## SUPPLIED PASSAGE
>> START
2.0 The Internet - A Brief History

   The Internet is a world-wide collection of computers,
   routers, and networks, connected together using the
   TCP/IP suite of protocols. The Internet itself is not a
   network, but a collection of networks. The Internet was
   designed to be decentralized, with no single authority
   needed to run it. All hosts on the Internet can
   communicate with one another as peers, and all of the
   communications protocols are "open" -- the standards are
   in the public domain, and the standardization process is
   open to anyone willing to put in the hard work to help
   define them.

   One consequence of this standards "openness" is that the
   Internet can accommodate many different kinds of
   machines (toasters for example). Its protocols -- the
   TCP/IP suite -- have therefore become the de facto
   standards for heterogeneous computer networking. At one
   level, the Internet is a physical collection of
   computers connected by common protocols. At another
   level though, the Internet can be thought of as a
   distributed medium, offering  some important advantages
   for doing EDI. For instance, the Internet has hundreds
   of thousands of connected global hosts, and tens of
   millions of users. The Internet offers a flat rate,
   volume and time-of-day independent pricing structure for
   data transmission. The Internet is highly redundant,
   offering  the ability to route data along alternate
   paths. The Internet's decentralized structure makes
   adding new hosts relatively easy -- it scales well, and
   supports high bandwidth communications technologies.

2.1. The Internet - Myths and Reality

   The Internet had its beginnings in 1969 as an
   experimental U.S. Defense Department network called
   ARPANET. The network was built to facilitate research on
   how to construct networks that could withstand outages
   to part of the network, but continue to function.
   Network reliability was a fundamental design point when
   developing the architecture and protocols associated
   with the Internet. From the premise that the network was
   inherently unreliable (parts of it could be destroyed at
   any moment) emerged a design that was both robust and
   reliable.  Early on, the networks comprising the
   Internet were primarily those from government agencies
   and educational institutions. Access to the Internet was
   pretty much available only to computer science
   researchers, and government employees and their contractors.
>> END
## ENTRIES SUPPLIED
>> START
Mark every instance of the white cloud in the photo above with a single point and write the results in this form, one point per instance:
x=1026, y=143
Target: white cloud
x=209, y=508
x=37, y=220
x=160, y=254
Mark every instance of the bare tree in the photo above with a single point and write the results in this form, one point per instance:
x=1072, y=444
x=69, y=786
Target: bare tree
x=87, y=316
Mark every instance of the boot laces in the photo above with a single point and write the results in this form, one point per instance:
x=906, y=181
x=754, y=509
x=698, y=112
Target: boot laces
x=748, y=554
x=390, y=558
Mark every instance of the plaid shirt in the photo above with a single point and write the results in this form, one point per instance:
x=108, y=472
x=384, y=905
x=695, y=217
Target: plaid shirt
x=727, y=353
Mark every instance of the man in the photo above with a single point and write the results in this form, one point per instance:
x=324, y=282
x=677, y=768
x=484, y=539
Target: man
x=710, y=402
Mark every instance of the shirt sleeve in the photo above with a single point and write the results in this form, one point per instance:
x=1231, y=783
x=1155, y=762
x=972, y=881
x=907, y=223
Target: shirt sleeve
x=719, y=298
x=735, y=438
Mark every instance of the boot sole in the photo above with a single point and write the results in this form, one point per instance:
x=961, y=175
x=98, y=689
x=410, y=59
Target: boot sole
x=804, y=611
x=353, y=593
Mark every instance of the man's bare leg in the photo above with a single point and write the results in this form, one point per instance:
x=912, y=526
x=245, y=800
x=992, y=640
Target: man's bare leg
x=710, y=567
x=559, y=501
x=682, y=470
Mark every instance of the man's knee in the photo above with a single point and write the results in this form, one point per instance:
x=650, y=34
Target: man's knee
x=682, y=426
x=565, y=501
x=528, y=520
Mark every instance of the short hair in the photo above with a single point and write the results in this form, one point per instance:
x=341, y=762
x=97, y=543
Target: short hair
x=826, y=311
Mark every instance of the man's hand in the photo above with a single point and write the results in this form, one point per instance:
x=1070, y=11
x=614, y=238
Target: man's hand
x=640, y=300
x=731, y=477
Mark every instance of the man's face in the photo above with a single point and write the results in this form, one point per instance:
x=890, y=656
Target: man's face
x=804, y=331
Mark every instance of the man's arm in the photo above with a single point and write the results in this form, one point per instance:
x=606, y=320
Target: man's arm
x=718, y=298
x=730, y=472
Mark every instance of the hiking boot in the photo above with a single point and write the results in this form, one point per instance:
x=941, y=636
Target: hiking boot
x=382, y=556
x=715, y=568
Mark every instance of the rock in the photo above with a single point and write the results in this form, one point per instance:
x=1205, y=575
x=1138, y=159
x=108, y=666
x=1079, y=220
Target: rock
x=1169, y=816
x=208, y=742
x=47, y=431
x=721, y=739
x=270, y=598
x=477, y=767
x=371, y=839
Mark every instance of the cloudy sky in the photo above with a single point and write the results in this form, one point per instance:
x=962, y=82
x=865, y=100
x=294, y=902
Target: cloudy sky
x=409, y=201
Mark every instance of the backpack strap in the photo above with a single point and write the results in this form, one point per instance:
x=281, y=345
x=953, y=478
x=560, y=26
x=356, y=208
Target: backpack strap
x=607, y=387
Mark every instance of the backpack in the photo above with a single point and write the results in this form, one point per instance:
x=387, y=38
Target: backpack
>> END
## REQUIREMENT 1
Rewrite the records from the line containing "Mark every instance of the man's arm" through the end of the records, putting "trail boot" in place of "hiking boot" and leaving everything else unchanged.
## REQUIREMENT 2
Please carry on the brief history of the Internet from its last sentence.

## ANSWER 1
Mark every instance of the man's arm in the photo above with a single point and write the results in this form, one point per instance:
x=606, y=320
Target: man's arm
x=718, y=298
x=730, y=472
Mark every instance of the trail boot in the photo above with a single point and write the results in this form, one point per instance:
x=941, y=636
Target: trail boot
x=382, y=556
x=715, y=568
Mark every instance of the rock in the photo above with a single point and write the results in this form, one point per instance:
x=1205, y=575
x=1138, y=159
x=108, y=666
x=1079, y=220
Target: rock
x=1169, y=816
x=208, y=742
x=47, y=431
x=721, y=739
x=270, y=598
x=477, y=767
x=371, y=839
Mark every instance of the cloudy sky in the photo above with a single point and write the results in this form, one point per instance:
x=962, y=82
x=865, y=100
x=294, y=902
Target: cloudy sky
x=409, y=201
Mark every instance of the backpack strap in the photo above with a single point and write the results in this form, one point per instance:
x=281, y=345
x=953, y=478
x=560, y=26
x=356, y=208
Target: backpack strap
x=607, y=387
Mark every instance of the backpack in the photo above with a single point and write the results in this form, one point per instance:
x=387, y=38
Target: backpack

## ANSWER 2
   In 1986, the National Science Foundation, in order to
   provide access to what was then a scarce resource, put
   together an initiative to link five super-computer
   centers together using the TCP/IP protocols. Two very
   important results of the NSFNET initiative were the
   upgrading of the Internet's infrastructure with
   more powerful processors and higher speed links, and
   expansion of access to a larger user community. The
   1990's has seen the continual upgrading of the Internet
   infrastructure and its expansion to new constituencies
   outside the traditional government and university
   research community. Commercial interests are now the
   largest as well as the fastest growing segment of the
   Internet.

   Commercial Internet providers, such as Performance
   Systems International (PSI), and UUNET (the Alternet
   network), have emerged from the collection of
   intermediate-level networks that came into being as a
   result of the NSFNET initiative. The national long distance
   carriers such as MCI, AT&T, and Sprint all
   provide commercial Internet services. These commercial
   providers, called Internet Service Providers or ISPs for
   short, make available Internet connectivity and various
   other Internet services to their clients. The perception
   of the Internet as experimental, and primarily used by
   and for educational and research activities is
   rooted in the Internet's past, and does not reflect today's
   situation. The growth in commercial access to the
   Internet, along with the growth of the ISPs, has
   radically changed the Internet's network composition.

   The design and architecture underlying the Internet has
   proven its robustness by scaling to unprecedented
   proportions. The Internet is reliable from several
   perspectives:

   1). Technologically, the TCP/IP suite of protocols and
       the architecture underlying the Internet are stable and
       mature.

   2). Product implementations based on the TCP/IP suite
       are also stable and mature.

   3). Internet routing is dynamic, so packets sent through
       the Internet get to their destinations even if there are
       network outages along the way.

   4). The commercial ISP administered portions of the
       Internet, provide essentially the same level of network
       reliability, availability, monitoring, throughput,
       implementation and support services as existing EDI
       Value Added Networks (VANS), but at a lower cost and
       with higher bandwidth.

   Although the Internet is reliable, low-cost, highly
   accessible, supports high bandwidth communications, and
   is technically mature, there are still some valid
   concerns relating to the use of the Internet for EDI.
   These concerns revolve primarily around security,
   message tracking, audit trails, and authentication. Some
   of the concerns, encryption for instance, are of a
   general nature and not specific to the Internet --
   encryption may be required regardless of what type of
   network is traversed. Other concerns, such as tracking,
   arise because they are required by EDI, or are supported by
   existing EDI Value Added Networks.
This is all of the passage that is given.